Task objective >>
Quote the records beneath, complete and exact. Leave out images.

Excerpted records >>
━━━━━━

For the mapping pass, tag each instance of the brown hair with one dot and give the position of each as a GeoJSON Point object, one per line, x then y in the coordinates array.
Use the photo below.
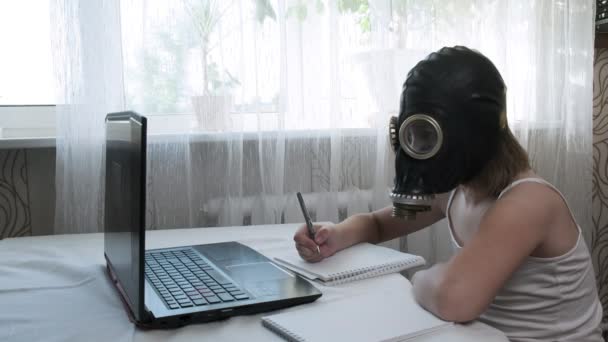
{"type": "Point", "coordinates": [510, 160]}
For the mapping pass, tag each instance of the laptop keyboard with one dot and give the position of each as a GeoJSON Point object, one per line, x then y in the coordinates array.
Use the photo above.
{"type": "Point", "coordinates": [183, 279]}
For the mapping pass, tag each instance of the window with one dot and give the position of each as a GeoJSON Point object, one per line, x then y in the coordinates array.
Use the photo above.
{"type": "Point", "coordinates": [26, 81]}
{"type": "Point", "coordinates": [249, 65]}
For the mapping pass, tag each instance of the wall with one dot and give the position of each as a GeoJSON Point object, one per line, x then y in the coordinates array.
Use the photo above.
{"type": "Point", "coordinates": [599, 240]}
{"type": "Point", "coordinates": [27, 192]}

━━━━━━

Task result >>
For the mapping pass, tag each instance of the brown hair with one dot and give the position of each as a GeoJSON Point object, one per line, x then y in the coordinates array.
Use the photo below.
{"type": "Point", "coordinates": [510, 160]}
For the mapping pass, tag each instance of the laptop keyboard with one dot and give the position of each as a GeoJSON Point object, one per line, x then y in the coordinates array.
Use the photo above.
{"type": "Point", "coordinates": [183, 279]}
For the mapping pass, tag each instance of the window with one dot and give the position of each as a GeoJSON Point object, one per line, x then y in the coordinates array.
Use the photo above.
{"type": "Point", "coordinates": [26, 81]}
{"type": "Point", "coordinates": [249, 65]}
For the mapping pass, tag each instance of the wall with one dot and give the position of each as a GeoJSON Point object, one per line, x then y in the coordinates array.
Use the photo above.
{"type": "Point", "coordinates": [599, 240]}
{"type": "Point", "coordinates": [27, 192]}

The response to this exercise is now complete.